Entries from a dataset:
_____

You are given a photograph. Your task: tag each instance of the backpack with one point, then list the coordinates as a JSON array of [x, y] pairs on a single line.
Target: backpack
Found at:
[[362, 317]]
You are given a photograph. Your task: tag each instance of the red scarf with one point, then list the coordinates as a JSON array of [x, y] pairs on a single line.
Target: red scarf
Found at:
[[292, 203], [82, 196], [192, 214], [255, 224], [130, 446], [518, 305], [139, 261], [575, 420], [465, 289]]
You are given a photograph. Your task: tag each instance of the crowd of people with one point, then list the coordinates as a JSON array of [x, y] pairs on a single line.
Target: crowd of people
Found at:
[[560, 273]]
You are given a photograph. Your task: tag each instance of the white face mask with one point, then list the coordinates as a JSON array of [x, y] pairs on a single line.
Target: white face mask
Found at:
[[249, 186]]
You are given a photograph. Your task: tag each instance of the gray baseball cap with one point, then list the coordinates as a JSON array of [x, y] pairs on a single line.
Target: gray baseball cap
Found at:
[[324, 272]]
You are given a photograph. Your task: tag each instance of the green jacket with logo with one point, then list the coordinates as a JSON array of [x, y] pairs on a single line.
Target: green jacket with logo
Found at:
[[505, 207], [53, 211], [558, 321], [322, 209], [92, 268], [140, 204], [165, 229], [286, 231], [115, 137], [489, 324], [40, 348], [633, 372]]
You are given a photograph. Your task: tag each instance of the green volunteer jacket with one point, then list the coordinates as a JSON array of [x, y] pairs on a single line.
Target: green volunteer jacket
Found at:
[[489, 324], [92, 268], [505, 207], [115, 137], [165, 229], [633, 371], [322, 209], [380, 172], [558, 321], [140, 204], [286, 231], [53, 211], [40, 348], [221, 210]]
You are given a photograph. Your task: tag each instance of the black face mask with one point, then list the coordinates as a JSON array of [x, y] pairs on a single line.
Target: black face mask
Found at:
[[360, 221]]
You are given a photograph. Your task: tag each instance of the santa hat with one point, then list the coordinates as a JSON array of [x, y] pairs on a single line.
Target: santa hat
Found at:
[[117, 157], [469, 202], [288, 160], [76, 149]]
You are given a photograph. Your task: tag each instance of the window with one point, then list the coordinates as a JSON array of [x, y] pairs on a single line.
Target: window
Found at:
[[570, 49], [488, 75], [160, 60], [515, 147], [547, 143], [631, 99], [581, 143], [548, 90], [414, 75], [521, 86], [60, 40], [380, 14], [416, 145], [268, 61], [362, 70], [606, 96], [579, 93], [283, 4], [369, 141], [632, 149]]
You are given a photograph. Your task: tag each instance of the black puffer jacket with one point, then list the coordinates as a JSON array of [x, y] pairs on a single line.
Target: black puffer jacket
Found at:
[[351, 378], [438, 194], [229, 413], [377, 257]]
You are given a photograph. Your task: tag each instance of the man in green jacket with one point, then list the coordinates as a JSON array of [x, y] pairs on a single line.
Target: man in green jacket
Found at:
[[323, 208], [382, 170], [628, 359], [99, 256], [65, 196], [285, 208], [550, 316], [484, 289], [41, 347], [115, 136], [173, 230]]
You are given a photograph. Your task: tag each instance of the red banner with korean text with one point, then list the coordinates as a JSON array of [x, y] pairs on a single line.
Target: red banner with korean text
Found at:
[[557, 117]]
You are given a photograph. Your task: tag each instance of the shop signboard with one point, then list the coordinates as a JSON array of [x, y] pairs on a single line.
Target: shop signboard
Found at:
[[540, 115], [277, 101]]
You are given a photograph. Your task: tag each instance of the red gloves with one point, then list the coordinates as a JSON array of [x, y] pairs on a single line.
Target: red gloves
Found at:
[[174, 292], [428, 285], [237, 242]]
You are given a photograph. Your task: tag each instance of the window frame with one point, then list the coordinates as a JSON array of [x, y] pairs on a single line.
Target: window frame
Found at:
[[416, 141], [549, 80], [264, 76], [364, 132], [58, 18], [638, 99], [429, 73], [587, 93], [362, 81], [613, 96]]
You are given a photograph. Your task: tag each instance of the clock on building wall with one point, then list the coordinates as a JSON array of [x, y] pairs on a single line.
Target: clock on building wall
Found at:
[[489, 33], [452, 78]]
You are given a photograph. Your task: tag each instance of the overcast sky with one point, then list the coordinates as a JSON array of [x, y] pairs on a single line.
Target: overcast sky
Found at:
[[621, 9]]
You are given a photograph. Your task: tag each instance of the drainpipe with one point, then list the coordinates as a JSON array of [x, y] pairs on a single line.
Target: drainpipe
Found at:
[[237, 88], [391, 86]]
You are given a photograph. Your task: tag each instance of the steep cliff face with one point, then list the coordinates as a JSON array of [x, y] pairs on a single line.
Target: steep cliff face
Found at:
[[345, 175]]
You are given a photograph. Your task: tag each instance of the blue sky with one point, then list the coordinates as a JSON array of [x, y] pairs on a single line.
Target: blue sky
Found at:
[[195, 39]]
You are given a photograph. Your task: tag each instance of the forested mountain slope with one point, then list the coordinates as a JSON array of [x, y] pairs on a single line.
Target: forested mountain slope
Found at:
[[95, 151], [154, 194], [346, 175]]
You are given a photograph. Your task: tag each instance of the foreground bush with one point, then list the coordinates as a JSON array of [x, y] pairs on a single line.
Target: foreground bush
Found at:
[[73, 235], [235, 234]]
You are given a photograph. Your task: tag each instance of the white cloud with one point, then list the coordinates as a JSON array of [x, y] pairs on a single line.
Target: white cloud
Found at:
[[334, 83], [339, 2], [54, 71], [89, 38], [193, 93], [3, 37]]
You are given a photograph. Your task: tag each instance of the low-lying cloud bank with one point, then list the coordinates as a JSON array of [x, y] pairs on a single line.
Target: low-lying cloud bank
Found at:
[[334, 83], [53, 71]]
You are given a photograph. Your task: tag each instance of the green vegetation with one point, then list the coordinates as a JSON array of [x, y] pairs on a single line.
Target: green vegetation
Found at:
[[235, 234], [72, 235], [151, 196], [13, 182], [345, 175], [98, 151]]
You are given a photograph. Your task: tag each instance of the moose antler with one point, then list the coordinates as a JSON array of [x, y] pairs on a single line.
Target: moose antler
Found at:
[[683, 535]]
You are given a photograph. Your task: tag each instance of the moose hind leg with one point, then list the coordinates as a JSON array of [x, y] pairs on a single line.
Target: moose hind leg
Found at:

_____

§ **Directions**
Print out the whole listing exactly as it appears.

§ **Response to the exercise**
You are given a photograph. Your task: tag each instance of the backpack with one point, then list the coordinates as a JSON array of [x, y] pairs on a single line.
Target: backpack
Found at:
[[362, 317]]
You are given a photograph. Your task: tag each instance of the red scarf with one point, then list the coordinates as a JSON array of [x, y] pairs on a single line.
Target: red scarf
Found at:
[[292, 203], [82, 196], [192, 214], [255, 224], [130, 446], [518, 305], [139, 261], [575, 420], [465, 289]]
You are given a photograph. Your task: tag each instance of the crowd of people with one point, then list the coordinates as a JSON array of [x, y] pairs on a single line.
Target: crowd of people
Found at:
[[560, 273]]
You are given a photograph. Your task: tag each instance of the white face mask with one point, then list the coordinates as a JSON array of [x, y] pairs on a single line.
Target: white face mask
Found at:
[[249, 186]]
You are given a photograph. Your task: tag each instance of the gray baseball cap with one point, then list the coordinates as a JSON array of [x, y] pairs on a single line.
Target: gray baseball cap
Found at:
[[324, 272]]
You are given a photograph. Your task: tag each instance of the green jacket with logo with one point, then list the coordinates as a JSON array of [x, y] pairs on a single line.
Target: green jacket with logo
Found at:
[[505, 207], [53, 211], [558, 321], [322, 209], [92, 268], [140, 204], [165, 229], [286, 231], [115, 137], [489, 324], [40, 348], [633, 372]]
You are given a photograph. Your task: tag each instance of the green volunteer jacket with one point, then list the coordinates as a JSON array of [x, y] pairs on a single line.
Target: green volunteer jacket
Found at:
[[489, 324], [92, 268], [505, 207], [115, 137], [165, 229], [633, 371], [322, 209], [380, 172], [558, 321], [140, 204], [286, 231], [53, 211], [40, 348], [221, 210]]
You are given a photograph. Your task: tag each instance of the black face mask with one point, then list the coordinates as a JSON array of [x, y] pairs on a single line.
Target: black face mask
Found at:
[[360, 221]]
You are given a photograph. Your task: tag each instance of the santa hat with one point, then list the coordinates as a JSON array of [x, y] pairs on a single line.
Target: santa hat
Found at:
[[117, 157], [469, 202], [288, 160], [76, 149]]
You are given a photograph. Your task: tag each instance of the window with one point, then list the coordinates as a JSON array of [x, y] pairs on a single line.
Target: window
Found at:
[[570, 49], [488, 75], [160, 60], [515, 147], [547, 143], [631, 99], [581, 143], [548, 90], [414, 75], [521, 86], [60, 40], [380, 14], [416, 145], [268, 61], [362, 70], [606, 96], [579, 93], [283, 4], [369, 141], [632, 149]]
You are given a photograph. Your task: tag each instance of the black puffer jacket with one point, then list the coordinates as a JSON array of [x, y] pairs on a single line.
Target: black puffer jacket
Found at:
[[351, 378], [438, 194], [229, 413], [377, 257]]
You are given a photograph. Your task: tag each instance of the man in green jacket with one point, then list the coordinates as a JSON array of [x, y] pairs on a single line.
Target: man in green jacket
Found at:
[[323, 208], [382, 170], [628, 359], [99, 256], [65, 196], [285, 208], [550, 316], [484, 289], [41, 347], [115, 136], [173, 230]]
You are given a photograph. Your task: tag each instance of the red banner with korean text with one point, then list the coordinates as a JSON array of [x, y] pairs on a single line.
Target: red banner with korean text
Found at:
[[557, 117]]
You are given a photograph. Your task: tag each instance of the shop signboard with one point, then list the coordinates as a JSON array of [x, y] pairs on a single line.
Target: shop signboard
Found at:
[[540, 115], [277, 101]]
You are given a photograph. Your task: tag each instance of the red gloves with one point, then list the coordinates as a JSON array of [x, y] pairs on a single line.
Target: red gloves
Found at:
[[174, 292], [428, 285], [237, 242]]
You are given a photograph. Your task: tag each instance of the window frame with one point, then list the coordinates as a JSON array of [x, y] pairs on a single line.
Target: window frame
Found at:
[[416, 141], [549, 80], [264, 76], [364, 132], [58, 18], [638, 99], [429, 73], [587, 93], [362, 81], [613, 96]]
You are given a photograph. Your task: tag each instance of the clock on building wall with one point, then list the coordinates as a JSON array of [x, y] pairs on a single line.
Target: clock on building wall
Found at:
[[489, 33], [452, 78]]
You are given a photograph. Your task: tag each instance of the overcast sky with one point, then list the coordinates as a JSON array of [x, y] pairs on a single line.
Target: overcast sky
Found at:
[[621, 9]]
You are given a photograph. Your task: tag each instance of the drainpipe with one point, then list the coordinates as a JSON array of [x, y] pairs on a single line.
Target: drainpipe
Found at:
[[237, 88], [391, 86]]
You are given a photograph. Your task: tag each instance of the steep cliff face with one point, then list the coordinates as a JSON array of [x, y] pairs on a single line.
Target: steep cliff face
Found at:
[[345, 175]]
You are given a photograph. Your task: tag each instance of the blue sky with one point, then list the coordinates as a JSON array of [x, y] pairs on a single line.
Target: blue sky
Found at:
[[195, 39]]
You are given a photograph. Your task: tag each instance of the forested mountain slope with one point, then list the coordinates as a JSON array of [x, y] pairs on a single line.
Target: forested mountain slope
Found at:
[[95, 151], [154, 194], [346, 175]]
You are given a photograph. Your task: tag each instance of the foreground bush with one point, then list the coordinates as a JSON array of [x, y] pairs on a single line.
Target: foreground bush
Found at:
[[73, 235], [235, 234]]
You are given a photograph. Your task: tag each instance of the white cloud with one point, then list the coordinates as a JSON array of [x, y] pairs on a single line.
Target: white cloud
Found at:
[[334, 83], [339, 2], [54, 71], [89, 38], [193, 93], [3, 37]]
You are given a photograph. Your task: tag each instance of the low-lying cloud bank with one point, then list the coordinates as a JSON array of [x, y] pairs on a single line.
Target: low-lying cloud bank
Found at:
[[334, 83], [53, 71]]
You are given a photograph. Your task: tag each instance of the green vegetation with one point, then list the coordinates as a JSON array of [x, y] pairs on a single line.
Target: green vegetation
Found at:
[[235, 234], [72, 235], [151, 196], [13, 182], [345, 175], [98, 151]]
You are given a photograph. Your task: tag each instance of the moose antler with one point, then list the coordinates as a JSON array of [x, y] pairs on a single line.
Target: moose antler
Found at:
[[683, 535]]
You are given a photograph. Your task: tag each instance of the moose hind leg with one point, then list the coordinates as a JSON array of [x, y] pairs on a single line.
Target: moose hind leg
Found at:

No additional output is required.